*Exercise goal*: Please set down the data again exactly, minus the pictures.

*Records supplied*:

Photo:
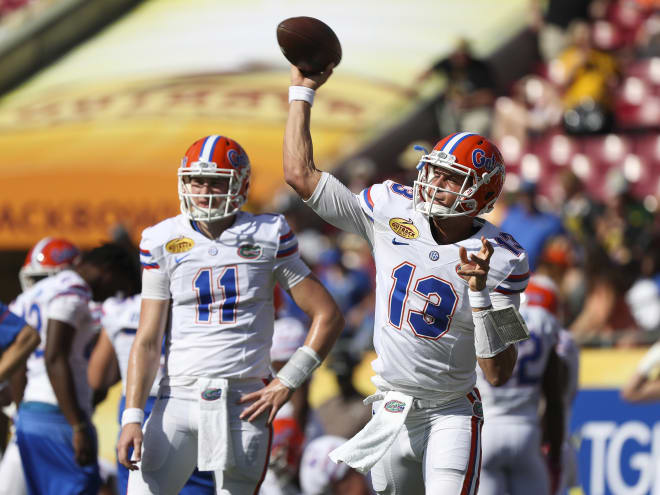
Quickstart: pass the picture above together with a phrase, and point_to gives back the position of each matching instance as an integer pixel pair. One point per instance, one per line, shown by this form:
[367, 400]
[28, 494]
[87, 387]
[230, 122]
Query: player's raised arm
[326, 325]
[299, 169]
[143, 365]
[495, 355]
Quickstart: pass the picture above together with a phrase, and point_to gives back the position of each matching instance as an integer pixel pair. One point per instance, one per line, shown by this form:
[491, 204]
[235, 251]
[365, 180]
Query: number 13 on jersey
[440, 302]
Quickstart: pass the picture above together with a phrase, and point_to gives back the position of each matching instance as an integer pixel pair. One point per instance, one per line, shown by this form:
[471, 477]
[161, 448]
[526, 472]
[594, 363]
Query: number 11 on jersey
[227, 293]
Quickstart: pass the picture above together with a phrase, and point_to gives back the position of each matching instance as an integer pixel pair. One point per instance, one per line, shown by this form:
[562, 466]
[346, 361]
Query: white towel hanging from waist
[214, 446]
[372, 442]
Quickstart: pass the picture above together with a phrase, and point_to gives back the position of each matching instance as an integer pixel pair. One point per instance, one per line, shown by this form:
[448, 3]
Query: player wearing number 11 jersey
[211, 272]
[443, 281]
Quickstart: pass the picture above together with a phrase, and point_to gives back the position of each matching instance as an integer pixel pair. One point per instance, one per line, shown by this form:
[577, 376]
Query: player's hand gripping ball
[308, 43]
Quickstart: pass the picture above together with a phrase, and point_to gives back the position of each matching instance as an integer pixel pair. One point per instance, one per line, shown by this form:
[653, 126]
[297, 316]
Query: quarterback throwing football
[447, 292]
[211, 272]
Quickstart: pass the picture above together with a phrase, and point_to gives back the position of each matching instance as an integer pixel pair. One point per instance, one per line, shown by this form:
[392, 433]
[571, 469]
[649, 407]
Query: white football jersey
[222, 292]
[120, 321]
[423, 331]
[65, 297]
[520, 395]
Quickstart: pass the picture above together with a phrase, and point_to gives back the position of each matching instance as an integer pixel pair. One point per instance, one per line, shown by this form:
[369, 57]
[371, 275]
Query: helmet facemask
[465, 204]
[220, 205]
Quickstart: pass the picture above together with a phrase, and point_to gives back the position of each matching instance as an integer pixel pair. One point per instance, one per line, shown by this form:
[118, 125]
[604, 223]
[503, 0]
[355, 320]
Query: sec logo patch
[404, 228]
[249, 251]
[179, 245]
[477, 409]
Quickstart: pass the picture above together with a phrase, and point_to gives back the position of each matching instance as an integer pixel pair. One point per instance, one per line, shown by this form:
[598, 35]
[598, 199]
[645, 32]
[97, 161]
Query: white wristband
[299, 367]
[301, 93]
[480, 299]
[132, 415]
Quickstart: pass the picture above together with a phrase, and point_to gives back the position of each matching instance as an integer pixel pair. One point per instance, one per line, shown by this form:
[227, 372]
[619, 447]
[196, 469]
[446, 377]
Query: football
[308, 43]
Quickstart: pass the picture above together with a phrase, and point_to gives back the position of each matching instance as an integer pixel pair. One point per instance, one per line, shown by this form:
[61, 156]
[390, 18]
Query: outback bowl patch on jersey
[404, 228]
[212, 394]
[395, 406]
[179, 245]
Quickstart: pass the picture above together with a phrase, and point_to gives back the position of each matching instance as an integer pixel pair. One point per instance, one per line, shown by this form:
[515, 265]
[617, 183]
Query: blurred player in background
[17, 341]
[569, 353]
[543, 291]
[56, 438]
[513, 462]
[108, 364]
[212, 270]
[644, 385]
[320, 476]
[47, 257]
[290, 423]
[439, 311]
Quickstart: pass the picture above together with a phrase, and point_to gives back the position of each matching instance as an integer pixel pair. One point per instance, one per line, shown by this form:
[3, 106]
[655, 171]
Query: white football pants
[12, 479]
[512, 460]
[169, 451]
[438, 450]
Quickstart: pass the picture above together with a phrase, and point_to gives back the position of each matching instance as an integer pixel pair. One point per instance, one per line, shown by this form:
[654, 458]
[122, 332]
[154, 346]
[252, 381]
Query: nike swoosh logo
[180, 258]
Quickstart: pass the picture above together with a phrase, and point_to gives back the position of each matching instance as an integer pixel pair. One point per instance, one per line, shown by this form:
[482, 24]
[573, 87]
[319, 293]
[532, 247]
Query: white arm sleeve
[337, 205]
[155, 285]
[499, 300]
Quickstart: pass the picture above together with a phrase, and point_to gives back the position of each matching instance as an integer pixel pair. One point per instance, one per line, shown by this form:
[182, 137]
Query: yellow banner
[77, 160]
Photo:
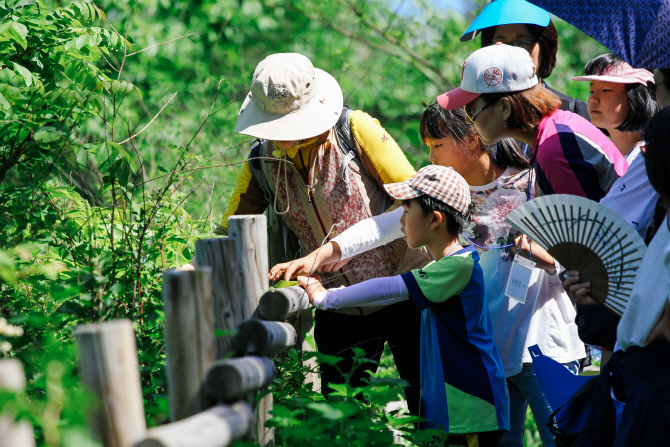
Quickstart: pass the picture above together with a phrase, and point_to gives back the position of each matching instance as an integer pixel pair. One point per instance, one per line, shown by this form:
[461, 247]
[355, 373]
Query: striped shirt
[463, 388]
[572, 156]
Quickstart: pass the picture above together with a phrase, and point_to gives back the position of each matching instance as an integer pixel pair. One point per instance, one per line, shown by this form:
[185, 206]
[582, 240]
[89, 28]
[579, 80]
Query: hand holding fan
[585, 236]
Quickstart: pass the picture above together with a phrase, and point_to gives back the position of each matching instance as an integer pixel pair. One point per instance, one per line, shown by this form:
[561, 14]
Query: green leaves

*Response to the exercise*:
Photo:
Quickstart: pass the picture above together with a phrase, and point_to gives back the position of each matching instance as an integer pixel pair. One point per instance, one per line, shown by this form:
[367, 400]
[28, 494]
[87, 387]
[230, 122]
Query: player's raised arm
[326, 325]
[299, 169]
[143, 365]
[495, 355]
Quickstart: pass the picture above together with a phrase, and point_to gives back the position of each matching instance as an integer pixel pair. One point per instance, one per line, shown by this form:
[491, 204]
[235, 251]
[365, 180]
Query: number 13 on jersey
[440, 302]
Quickstart: pass the picture above together with a phrase, and point_to gives back the position of each matching instance as an integer pixel pair. One point per instance, one per line, shown by this form:
[471, 477]
[161, 448]
[526, 472]
[594, 363]
Query: number 11 on jersey
[227, 293]
Quickstart: pass the picture above together with a phrase, and point_to gives back the position of each matching instance as an integer pixel pair. One point per instance, one per line, shown by this form:
[562, 466]
[346, 361]
Query: white towel hanging from waist
[214, 446]
[372, 442]
Quickstart: pass the picture above together with a phrase, and point_to gives back the position of each matching instance as an integer pixel pair. One point per instance, one per line, shown by this form:
[448, 3]
Query: player wearing number 11 jersey
[211, 272]
[443, 281]
Quickstart: pass the picture above together with a phrase, and point_to gives back the position of each matching instance as an integer pixel pair. One point per instance, one per line, shown by this form:
[577, 376]
Query: player's hand gripping ball
[308, 43]
Quickstart: pass the picture above together with a phrase, and point_to gives back the position of each matching instance as an integer pixel pair. One point per instance, one per line, shown by this form:
[653, 126]
[297, 316]
Query: quarterback throwing football
[447, 292]
[211, 272]
Quickstart: pass the picture above together with a phrase, and point_to gives back the position of each matching instance as an integer pixel pair. One point per instance, one per line, shown by this form:
[392, 433]
[571, 469]
[649, 407]
Query: white football jersey
[222, 292]
[120, 321]
[423, 331]
[65, 297]
[520, 395]
Quickstart: pass the picture above together with a phrase, and point_to gives back the position of each matching instance as an integer pixel pair. One point per instance, one per line, shown by this form:
[369, 57]
[371, 275]
Query: helmet facemask
[465, 204]
[220, 205]
Quickstart: pass the picture above together with a phrase, and point_to gives back the position of each matching instance as an integer pixel pair. One point per instance, one per line, shown by this form:
[118, 125]
[604, 223]
[503, 0]
[355, 320]
Query: sec logo patch
[404, 228]
[249, 251]
[179, 245]
[477, 409]
Quickstart: pass the picture above together with a phrase, and point_to gives back the position of each matching instance as an integer pixel pair. One point per instance, one per line, shown by this form:
[598, 35]
[598, 199]
[645, 32]
[97, 161]
Query: white wristband
[299, 367]
[301, 93]
[480, 299]
[132, 415]
Quickstart: pass the picture above together with a phrase, and point_to gives back the position of each matching instance as an integer pixel pair. One point per instance, one per line, shown by this form:
[227, 372]
[619, 447]
[196, 469]
[446, 377]
Query: football
[308, 43]
Quickstart: pass the picture above together with a phrase, and point_to gives back the position of each matching instance as an integer pixel pair. One point per instance, one per line, shown by this form:
[61, 156]
[390, 18]
Query: outback bowl patch on jersey
[404, 228]
[212, 394]
[395, 406]
[179, 245]
Quickstart: pass the picture above together with a phrase, and point_to gives back the position of each matching instance as an integer pixel pair. One point per instance, one per line, shown by this form:
[515, 265]
[617, 183]
Query: blurred player in background
[17, 341]
[569, 353]
[543, 291]
[56, 438]
[513, 462]
[108, 364]
[212, 270]
[644, 385]
[320, 476]
[47, 257]
[290, 423]
[439, 311]
Quickstart: pass the picture above together with a phrase, and point_to gives back the position of each matching instance as an integer pixel pair. One point per instance, one per line, shown by this form:
[3, 106]
[655, 171]
Query: white football pants
[12, 479]
[512, 460]
[169, 451]
[438, 450]
Quickstart: pass the picture above together with a phrase, and point_to gives back the position of each matching instance as an integer pixel pair. One point per instance, one per line, shown by this form:
[654, 458]
[122, 332]
[154, 346]
[252, 381]
Query: nike swoosh logo
[180, 258]
Quickstart: pass the picture above together with a phrase, and point_to gives back the position of each matching instance as an integer pixel pair. One point per instance, one per line, shown by this form:
[482, 24]
[573, 87]
[319, 293]
[532, 247]
Query: white arm sleeve
[337, 205]
[155, 285]
[499, 300]
Quickstart: pass the picture above together with a phrase, and point_to gives back the position of each matching instance as an integer pixel pair. One point per instance, one per line, shown by this form:
[182, 137]
Query: yellow banner
[77, 160]
Photo:
Quickstart: pass the picture above together with a phrase, and point_to gives back the position of each matching instance as an integer pixel pair. One point per instance, one per line, shown by this form:
[461, 247]
[355, 373]
Query: striped shirt
[463, 388]
[572, 156]
Quickstart: pass the picture above together with a phrase, and point_to gives back the position of each matching instance as an integer pixel pair. One point per instance, one per line, shown by this form:
[185, 206]
[582, 240]
[89, 28]
[579, 80]
Query: hand holding fan
[585, 236]
Quickstart: pass the picture above together with a phrase, and point_to gives back the position of each matching instance as an integer pixel pair. One point per instance, one per line, shown by this form:
[561, 14]
Query: green leaves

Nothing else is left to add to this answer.